Find the word "plant" in the listing below. Copy every line that has it.

● ● ● ●

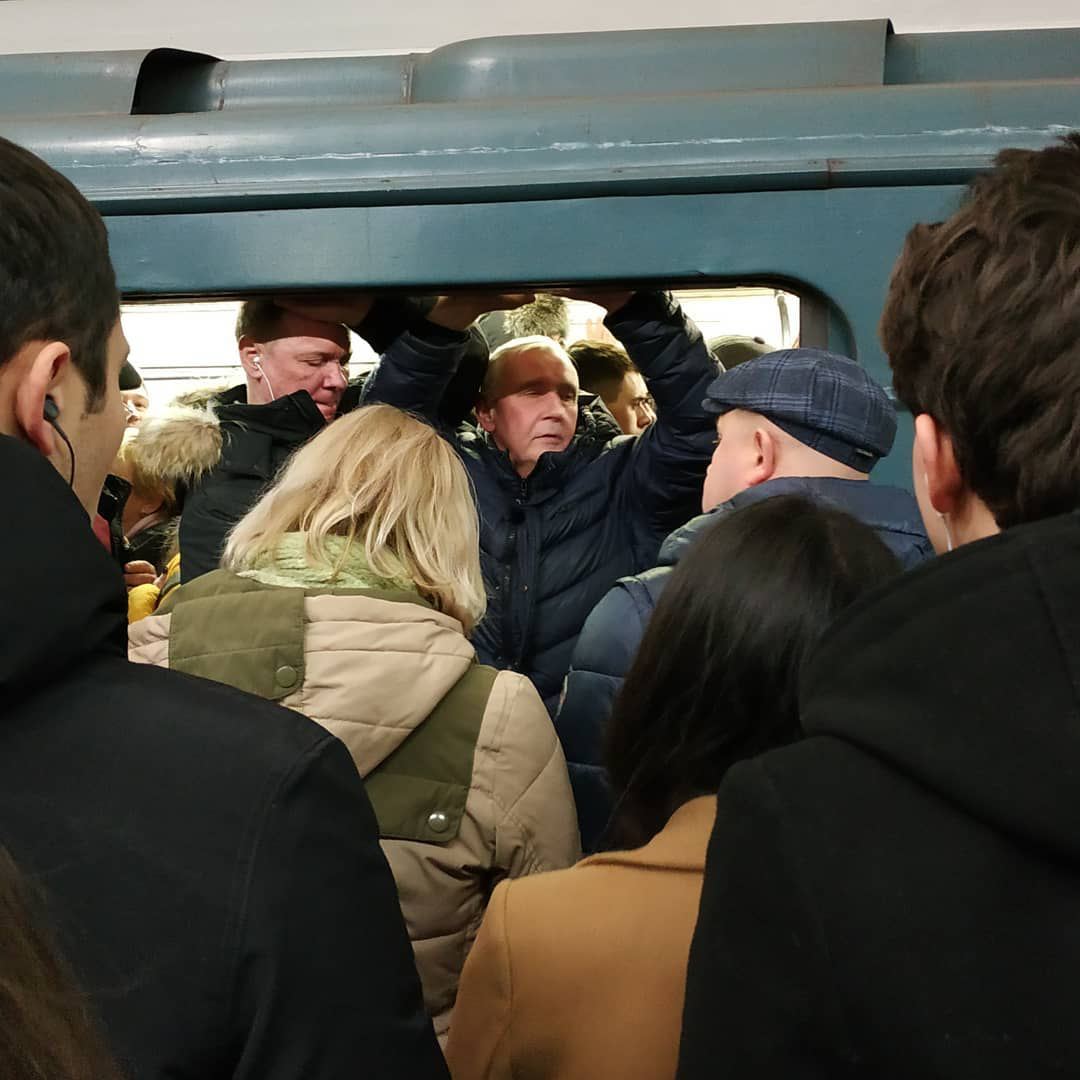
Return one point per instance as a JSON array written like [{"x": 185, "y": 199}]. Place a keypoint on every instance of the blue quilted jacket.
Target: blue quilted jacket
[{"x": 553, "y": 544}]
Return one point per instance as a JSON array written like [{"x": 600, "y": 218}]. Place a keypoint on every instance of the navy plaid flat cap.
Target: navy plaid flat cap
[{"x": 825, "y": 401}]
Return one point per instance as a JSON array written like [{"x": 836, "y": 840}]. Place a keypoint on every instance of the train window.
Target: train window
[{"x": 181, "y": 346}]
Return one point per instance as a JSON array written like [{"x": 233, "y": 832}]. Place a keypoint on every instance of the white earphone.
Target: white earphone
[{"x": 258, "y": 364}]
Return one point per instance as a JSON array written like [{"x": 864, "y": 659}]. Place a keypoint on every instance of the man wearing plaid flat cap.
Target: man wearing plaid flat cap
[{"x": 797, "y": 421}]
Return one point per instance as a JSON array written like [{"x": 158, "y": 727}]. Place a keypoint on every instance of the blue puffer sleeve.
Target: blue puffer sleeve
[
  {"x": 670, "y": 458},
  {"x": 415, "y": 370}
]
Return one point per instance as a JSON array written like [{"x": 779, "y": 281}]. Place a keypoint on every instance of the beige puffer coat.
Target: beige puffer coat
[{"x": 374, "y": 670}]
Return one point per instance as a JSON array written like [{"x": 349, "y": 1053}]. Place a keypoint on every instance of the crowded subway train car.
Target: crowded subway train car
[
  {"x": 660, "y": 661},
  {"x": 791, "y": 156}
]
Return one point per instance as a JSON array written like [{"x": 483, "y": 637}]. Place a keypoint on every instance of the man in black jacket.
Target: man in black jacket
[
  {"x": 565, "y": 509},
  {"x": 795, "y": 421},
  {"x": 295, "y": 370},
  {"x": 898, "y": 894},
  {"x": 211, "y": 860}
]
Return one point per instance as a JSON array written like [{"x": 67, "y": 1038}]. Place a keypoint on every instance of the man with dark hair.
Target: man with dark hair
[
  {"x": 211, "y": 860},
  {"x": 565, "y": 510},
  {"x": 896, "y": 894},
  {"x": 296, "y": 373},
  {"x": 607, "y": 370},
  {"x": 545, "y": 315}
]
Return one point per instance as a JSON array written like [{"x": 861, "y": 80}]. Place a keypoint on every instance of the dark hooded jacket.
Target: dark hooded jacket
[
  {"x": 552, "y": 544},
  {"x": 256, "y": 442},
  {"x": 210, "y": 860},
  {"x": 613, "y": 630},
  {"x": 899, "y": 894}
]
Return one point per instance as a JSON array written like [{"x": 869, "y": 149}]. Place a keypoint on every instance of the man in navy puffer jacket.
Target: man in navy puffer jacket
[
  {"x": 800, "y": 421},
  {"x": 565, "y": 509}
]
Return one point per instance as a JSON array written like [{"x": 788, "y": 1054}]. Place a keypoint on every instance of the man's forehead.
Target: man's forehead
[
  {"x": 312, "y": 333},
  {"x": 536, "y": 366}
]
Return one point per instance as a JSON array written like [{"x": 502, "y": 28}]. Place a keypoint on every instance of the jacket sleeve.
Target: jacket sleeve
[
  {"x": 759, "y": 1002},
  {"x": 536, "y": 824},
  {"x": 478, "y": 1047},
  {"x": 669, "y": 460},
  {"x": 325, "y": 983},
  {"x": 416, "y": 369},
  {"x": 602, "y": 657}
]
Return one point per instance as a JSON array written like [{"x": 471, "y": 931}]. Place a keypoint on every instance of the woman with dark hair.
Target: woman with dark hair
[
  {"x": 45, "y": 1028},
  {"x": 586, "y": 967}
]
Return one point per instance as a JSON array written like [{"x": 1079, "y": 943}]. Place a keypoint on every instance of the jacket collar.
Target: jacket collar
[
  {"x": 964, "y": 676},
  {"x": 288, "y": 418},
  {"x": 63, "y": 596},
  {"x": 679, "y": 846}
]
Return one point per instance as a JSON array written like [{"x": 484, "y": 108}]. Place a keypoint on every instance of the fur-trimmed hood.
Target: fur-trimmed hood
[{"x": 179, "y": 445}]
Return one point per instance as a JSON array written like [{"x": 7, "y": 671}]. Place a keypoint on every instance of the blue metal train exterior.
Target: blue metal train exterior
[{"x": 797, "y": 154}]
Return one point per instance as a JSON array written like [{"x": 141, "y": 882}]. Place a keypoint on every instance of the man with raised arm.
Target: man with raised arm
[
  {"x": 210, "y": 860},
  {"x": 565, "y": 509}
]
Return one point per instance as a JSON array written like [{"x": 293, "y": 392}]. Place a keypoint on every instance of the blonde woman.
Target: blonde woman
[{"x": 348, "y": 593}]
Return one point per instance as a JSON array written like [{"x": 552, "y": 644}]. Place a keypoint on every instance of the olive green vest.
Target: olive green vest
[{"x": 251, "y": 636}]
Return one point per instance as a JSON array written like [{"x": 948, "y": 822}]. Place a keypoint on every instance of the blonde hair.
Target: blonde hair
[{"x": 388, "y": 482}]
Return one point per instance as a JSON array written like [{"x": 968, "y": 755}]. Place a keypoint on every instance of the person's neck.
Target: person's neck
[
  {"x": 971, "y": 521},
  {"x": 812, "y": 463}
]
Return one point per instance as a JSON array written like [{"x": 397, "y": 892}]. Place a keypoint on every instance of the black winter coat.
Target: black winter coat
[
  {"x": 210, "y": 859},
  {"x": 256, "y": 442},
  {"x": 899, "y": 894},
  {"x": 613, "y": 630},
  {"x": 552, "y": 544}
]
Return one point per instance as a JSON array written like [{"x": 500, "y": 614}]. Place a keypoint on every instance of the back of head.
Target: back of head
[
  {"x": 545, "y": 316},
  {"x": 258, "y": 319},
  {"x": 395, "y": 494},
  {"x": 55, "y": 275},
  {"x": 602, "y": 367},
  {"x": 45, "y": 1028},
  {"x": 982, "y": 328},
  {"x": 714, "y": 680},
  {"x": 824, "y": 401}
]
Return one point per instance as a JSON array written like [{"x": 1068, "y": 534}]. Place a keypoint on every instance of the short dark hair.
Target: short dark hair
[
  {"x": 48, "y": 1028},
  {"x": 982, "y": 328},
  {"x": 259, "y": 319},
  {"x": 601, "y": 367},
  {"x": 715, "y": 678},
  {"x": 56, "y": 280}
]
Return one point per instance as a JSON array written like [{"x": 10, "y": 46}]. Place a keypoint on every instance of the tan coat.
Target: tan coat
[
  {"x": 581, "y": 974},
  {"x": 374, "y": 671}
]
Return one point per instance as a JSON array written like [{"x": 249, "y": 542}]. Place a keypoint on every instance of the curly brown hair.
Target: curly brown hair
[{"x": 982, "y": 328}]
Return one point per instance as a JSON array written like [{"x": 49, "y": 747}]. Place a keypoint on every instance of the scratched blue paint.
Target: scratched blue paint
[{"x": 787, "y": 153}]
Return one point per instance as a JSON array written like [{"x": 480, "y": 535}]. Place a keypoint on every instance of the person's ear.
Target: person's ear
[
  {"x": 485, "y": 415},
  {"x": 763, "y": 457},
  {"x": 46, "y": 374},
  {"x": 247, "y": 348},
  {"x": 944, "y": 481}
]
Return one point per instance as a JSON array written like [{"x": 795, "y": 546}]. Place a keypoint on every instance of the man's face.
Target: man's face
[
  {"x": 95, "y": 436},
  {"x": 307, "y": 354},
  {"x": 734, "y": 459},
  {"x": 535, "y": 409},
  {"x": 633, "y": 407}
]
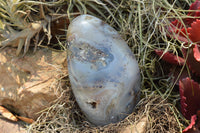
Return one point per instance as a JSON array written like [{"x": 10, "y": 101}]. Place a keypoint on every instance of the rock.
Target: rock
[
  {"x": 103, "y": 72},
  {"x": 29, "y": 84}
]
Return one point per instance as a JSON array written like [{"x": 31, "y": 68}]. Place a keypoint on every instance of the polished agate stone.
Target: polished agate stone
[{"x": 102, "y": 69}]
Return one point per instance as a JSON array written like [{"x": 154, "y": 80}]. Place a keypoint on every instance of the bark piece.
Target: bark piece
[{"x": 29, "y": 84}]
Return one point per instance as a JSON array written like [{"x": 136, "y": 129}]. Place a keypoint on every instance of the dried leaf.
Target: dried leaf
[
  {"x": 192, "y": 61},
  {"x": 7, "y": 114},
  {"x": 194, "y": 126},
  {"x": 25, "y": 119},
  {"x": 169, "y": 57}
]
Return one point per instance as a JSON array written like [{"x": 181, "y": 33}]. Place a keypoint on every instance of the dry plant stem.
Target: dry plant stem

● ● ● ●

**Task output:**
Return one point per instance as a JSON array written like [{"x": 181, "y": 33}]. Place a keypoint on every instance of the dry plant stem.
Target: dry plant stem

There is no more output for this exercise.